## PROBLEM
Write every line of the material out exactly as shown.

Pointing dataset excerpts
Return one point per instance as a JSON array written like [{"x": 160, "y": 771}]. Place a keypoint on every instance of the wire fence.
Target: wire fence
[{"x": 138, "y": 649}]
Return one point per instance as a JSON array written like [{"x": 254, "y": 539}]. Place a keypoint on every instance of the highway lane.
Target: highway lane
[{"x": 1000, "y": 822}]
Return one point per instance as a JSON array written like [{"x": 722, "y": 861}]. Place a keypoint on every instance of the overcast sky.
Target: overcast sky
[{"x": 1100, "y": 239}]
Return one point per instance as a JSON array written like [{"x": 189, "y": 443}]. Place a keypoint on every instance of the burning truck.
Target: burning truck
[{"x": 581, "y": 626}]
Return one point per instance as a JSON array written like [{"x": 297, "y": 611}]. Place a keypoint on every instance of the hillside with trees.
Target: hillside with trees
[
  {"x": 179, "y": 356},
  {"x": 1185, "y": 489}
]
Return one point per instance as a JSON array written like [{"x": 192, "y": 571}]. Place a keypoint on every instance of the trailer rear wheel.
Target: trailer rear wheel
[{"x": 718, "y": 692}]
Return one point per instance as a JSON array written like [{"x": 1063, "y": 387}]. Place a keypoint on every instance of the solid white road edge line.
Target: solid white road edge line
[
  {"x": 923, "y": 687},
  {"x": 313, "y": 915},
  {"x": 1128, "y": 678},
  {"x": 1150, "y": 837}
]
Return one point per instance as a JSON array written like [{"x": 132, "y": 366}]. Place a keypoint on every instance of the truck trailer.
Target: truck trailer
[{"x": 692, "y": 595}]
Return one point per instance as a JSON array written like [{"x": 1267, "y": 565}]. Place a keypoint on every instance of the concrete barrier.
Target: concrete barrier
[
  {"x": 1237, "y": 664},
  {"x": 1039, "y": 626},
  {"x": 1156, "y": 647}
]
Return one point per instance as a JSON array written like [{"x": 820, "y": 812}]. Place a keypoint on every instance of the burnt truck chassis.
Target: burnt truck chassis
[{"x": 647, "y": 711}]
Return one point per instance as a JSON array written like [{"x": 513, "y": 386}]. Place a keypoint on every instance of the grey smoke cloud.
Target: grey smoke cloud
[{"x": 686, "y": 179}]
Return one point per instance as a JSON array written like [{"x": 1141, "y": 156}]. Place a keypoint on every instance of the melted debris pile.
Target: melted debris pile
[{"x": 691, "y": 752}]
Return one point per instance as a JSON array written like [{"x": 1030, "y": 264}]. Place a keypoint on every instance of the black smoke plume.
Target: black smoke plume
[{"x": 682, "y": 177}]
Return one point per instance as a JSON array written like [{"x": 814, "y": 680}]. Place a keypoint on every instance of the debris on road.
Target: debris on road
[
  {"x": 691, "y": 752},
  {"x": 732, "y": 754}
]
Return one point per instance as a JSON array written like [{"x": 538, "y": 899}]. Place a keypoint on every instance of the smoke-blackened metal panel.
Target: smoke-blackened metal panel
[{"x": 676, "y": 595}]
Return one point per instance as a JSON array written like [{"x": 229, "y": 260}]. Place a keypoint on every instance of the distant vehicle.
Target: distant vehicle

## THE SOLUTION
Return one point per instance as a JSON array written like [{"x": 160, "y": 771}]. Place a keypoint on every instance of the wire fence.
Target: wire fence
[{"x": 138, "y": 649}]
Return one point per instance as a JSON array written like [{"x": 254, "y": 539}]. Place a keypoint on every instance of the highway lane.
Target: highway lane
[{"x": 1000, "y": 822}]
Return one point per instance as a JSON array written like [{"x": 722, "y": 861}]. Place a keypoint on every instance of the overcast sky.
Target: overcast sky
[{"x": 1100, "y": 239}]
Return one point per instance as a JSON array written like [{"x": 189, "y": 443}]. Place a keypoint on every instance of the burning truck.
Target: burning truck
[{"x": 581, "y": 626}]
Return one point per instance as a JSON array written like [{"x": 297, "y": 611}]. Place a keypoint on every instance of the hillside with trees.
Target: hillside with trees
[
  {"x": 179, "y": 356},
  {"x": 1185, "y": 489}
]
Return one point per instance as a JSON array written like [{"x": 192, "y": 571}]. Place a keypoint on every instance of the trailer rear wheel.
Target: trailer rear wheel
[{"x": 718, "y": 692}]
Return one point per instance as a JSON array written like [{"x": 1063, "y": 387}]. Place a keypoint on every instance of the solid white road edge line.
Target: solid white road edge line
[
  {"x": 923, "y": 687},
  {"x": 313, "y": 915},
  {"x": 1128, "y": 678},
  {"x": 1150, "y": 837}
]
Return one point per instance as a JSON array written like [{"x": 132, "y": 366}]. Place a keypoint on every instance of the truck trailer.
Target: truck trailer
[{"x": 692, "y": 595}]
Return one point per instance as a JSON array written like [{"x": 1267, "y": 565}]. Place a keypoint on every instance of the concrete barrier.
Target: concrete barrier
[
  {"x": 1237, "y": 664},
  {"x": 1039, "y": 626},
  {"x": 1156, "y": 647}
]
Return one point per instance as a JSON array written like [{"x": 820, "y": 812}]. Place a keypoint on every instance of the burnt truck chassis.
Target: burnt truck chassis
[{"x": 647, "y": 711}]
Return one point per instance as a JSON array written like [{"x": 513, "y": 386}]. Place a keypoint on every instance of the grey smoke cloud.
Target: grey smoke cloud
[{"x": 686, "y": 179}]
Return one point per instance as a JSON array written like [{"x": 1141, "y": 156}]. Place a keypoint on every instance of the melted debris pile.
Target: melted debris pile
[{"x": 691, "y": 752}]
Return one point per instance as a JSON array written like [{"x": 1030, "y": 264}]. Place a keypoint on every instance of the black smoke plume.
Target: black smoke plume
[{"x": 682, "y": 177}]
Return one point per instance as a JSON array written like [{"x": 814, "y": 680}]. Place a keypoint on every instance of the debris on road.
Target: debris on road
[
  {"x": 691, "y": 752},
  {"x": 732, "y": 754}
]
Return one point per instance as a JSON array written like [{"x": 538, "y": 899}]. Place a keypoint on every instance of the smoke-blackened metal panel.
Target: smoke-blackened metal panel
[{"x": 676, "y": 595}]
Return one point per instance as a JSON array written like [{"x": 229, "y": 260}]. Place a keypoint on every instance of the distant vehicle.
Target: distant vehicle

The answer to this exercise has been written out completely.